=== Section Start ===

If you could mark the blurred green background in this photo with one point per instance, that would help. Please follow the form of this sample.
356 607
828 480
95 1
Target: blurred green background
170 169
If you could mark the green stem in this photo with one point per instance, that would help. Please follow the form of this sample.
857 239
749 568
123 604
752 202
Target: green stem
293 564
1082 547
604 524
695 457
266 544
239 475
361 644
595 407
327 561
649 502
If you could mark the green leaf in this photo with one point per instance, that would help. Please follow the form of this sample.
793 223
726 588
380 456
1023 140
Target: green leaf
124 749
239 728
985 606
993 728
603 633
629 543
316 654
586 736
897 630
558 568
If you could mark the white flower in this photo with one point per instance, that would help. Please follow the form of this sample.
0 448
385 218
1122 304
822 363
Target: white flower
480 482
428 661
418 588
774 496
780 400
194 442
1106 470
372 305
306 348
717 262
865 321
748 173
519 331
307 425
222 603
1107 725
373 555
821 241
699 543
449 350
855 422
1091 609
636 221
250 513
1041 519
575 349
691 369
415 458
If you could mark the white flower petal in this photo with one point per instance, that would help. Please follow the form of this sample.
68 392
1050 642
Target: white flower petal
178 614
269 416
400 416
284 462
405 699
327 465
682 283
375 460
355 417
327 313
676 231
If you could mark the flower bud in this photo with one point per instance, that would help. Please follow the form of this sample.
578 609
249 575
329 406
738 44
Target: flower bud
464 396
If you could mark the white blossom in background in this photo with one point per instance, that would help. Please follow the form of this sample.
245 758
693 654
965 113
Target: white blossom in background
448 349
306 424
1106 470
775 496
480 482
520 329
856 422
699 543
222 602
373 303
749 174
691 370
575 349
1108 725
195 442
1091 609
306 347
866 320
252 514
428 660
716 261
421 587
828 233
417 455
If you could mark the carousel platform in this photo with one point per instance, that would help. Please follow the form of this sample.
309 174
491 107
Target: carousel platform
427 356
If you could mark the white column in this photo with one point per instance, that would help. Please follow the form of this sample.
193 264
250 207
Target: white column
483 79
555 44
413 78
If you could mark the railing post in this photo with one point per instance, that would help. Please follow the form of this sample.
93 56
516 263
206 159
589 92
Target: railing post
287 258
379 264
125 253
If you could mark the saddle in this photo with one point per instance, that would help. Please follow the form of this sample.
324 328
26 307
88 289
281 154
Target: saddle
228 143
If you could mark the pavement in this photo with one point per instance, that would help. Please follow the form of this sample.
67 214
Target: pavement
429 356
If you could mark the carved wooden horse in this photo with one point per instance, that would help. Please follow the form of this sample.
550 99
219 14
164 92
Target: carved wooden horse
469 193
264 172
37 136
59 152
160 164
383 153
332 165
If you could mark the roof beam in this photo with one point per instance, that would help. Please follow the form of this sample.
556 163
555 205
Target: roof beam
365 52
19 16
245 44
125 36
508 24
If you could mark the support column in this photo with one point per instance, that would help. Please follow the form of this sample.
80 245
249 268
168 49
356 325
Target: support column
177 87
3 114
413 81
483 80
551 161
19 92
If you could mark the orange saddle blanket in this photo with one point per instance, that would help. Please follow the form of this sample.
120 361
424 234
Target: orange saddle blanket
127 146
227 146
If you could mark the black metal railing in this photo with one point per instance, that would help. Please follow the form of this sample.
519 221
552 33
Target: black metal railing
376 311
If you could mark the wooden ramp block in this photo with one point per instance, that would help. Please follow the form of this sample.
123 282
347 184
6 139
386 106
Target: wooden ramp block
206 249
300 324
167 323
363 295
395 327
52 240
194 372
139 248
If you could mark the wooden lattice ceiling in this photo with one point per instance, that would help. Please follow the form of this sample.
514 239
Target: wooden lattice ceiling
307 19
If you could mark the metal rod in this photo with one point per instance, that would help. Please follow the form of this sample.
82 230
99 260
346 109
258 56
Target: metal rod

=== Section End ===

### WHAT THE TASK ASKS
Using the entries above, print each one again without any alteration.

### RESULT OF THE EXERCISE
If you could mark the blurred green background in this photo with one point per instance, that would help. Please follow the form of this sample.
356 607
828 480
95 1
Target: blurred green background
170 169
If you could mark the green stem in this photo with one point per instance, that would help. Please follow the form of this sample.
857 239
749 568
123 604
752 202
Target: green stem
293 564
1082 547
604 524
695 457
266 544
239 475
361 644
595 407
327 561
649 502
If you could mark the green leaf in this photo with one point per instance, that would help. Please follow the form of this sample.
793 223
726 588
380 456
1023 140
Target: green leaf
124 749
239 728
985 606
993 728
603 633
629 543
316 654
586 736
897 630
558 568
If you could mark the white flower in this photo with one point per instance, that would help. Please follow the form of this sample.
0 448
385 218
1122 304
822 363
Target: white flower
480 482
428 661
418 588
774 496
780 400
194 442
1106 470
372 305
306 348
717 262
865 321
748 173
519 331
307 425
222 603
1107 725
373 555
821 241
699 543
449 350
855 422
1091 609
636 221
250 513
1041 519
575 349
691 369
415 458
If you could mark the white flower petal in this photo with one point per instance, that would help. Please follow the form of this sample.
68 392
1050 642
Target: white flower petal
178 614
269 416
400 416
284 462
405 699
327 465
682 283
375 460
355 417
327 313
676 231
If you could mark the flower bud in this photo with one point per instance, that would help. Please follow the form of this sample.
578 609
249 575
329 406
738 44
Target: flower bud
464 396
If you could mark the white blossom in background in this photo with one point per instance, that would help. Please follow the form of this sample.
245 758
693 654
965 113
Target: white blossom in background
448 349
306 424
1106 470
775 496
480 482
520 329
856 422
699 543
222 602
373 303
749 174
691 370
575 349
1108 725
195 442
1091 609
306 347
866 320
252 514
428 660
716 261
421 587
828 233
417 455
If you could mark the carousel platform in this photo with one point per instance, that would help. Please follow the form of this sample.
309 174
491 107
Target: carousel platform
427 356
If you could mark the white column in this photo with one point per instance, that would help. Please follow the form of this sample.
193 264
250 207
Target: white column
483 79
555 44
413 78
If you could mark the railing post in this photo with one point per instance, that would help. Please follow the form of this sample.
93 56
516 263
206 159
589 92
Target: railing post
287 258
379 264
125 253
If you could mark the saddle in this photo with one point per instance, that would help. Please follow the form of this sample.
324 328
26 307
88 289
281 154
Target: saddle
228 143
If you could mark the pavement in this photo with one point per instance, that would help. Please follow the form of this sample.
67 214
Target: pavement
429 356
If you could mark the carved wooden horse in this photo with one point per instance, that would help. Please follow the form of this sample.
550 99
219 14
164 92
Target: carved wooden horse
469 193
264 172
37 136
59 152
160 164
383 153
332 165
If you could mark the roof beam in this photo with one point per instance, that would help. Please follow the form of this sample.
556 163
555 205
Target: roof beam
365 52
19 16
245 44
125 36
508 24
If you could mark the support column in this photo with one point per instance, that would help. Please follow the form of this sample.
80 245
249 268
168 49
356 325
Target: support column
177 87
3 114
413 81
483 80
551 161
19 92
If you could mark the orange saddle blanket in this photo with one point per instance, that would help. Please follow the form of this sample.
120 361
424 234
Target: orange saddle blanket
127 146
227 146
If you could mark the black metal railing in this photo with one point per instance, that would help. Please follow the form of this sample.
519 221
552 33
Target: black metal railing
376 311
If you could mark the wooden ramp block in this photo with one point per instance, that would help. Please follow the form of this sample.
123 282
347 184
6 139
386 106
Target: wooden ramp block
206 249
300 324
167 323
363 295
395 327
52 240
194 372
139 248
If you could mark the wooden lattice ceiling in this photo with one point per instance, that would help. Please follow the form of this sample.
514 239
Target: wooden lattice ceiling
307 19
If you could mark the metal rod in this photo with one point per instance, that would help. Please follow the form of this sample.
82 230
99 260
346 109
258 56
Target: metal rod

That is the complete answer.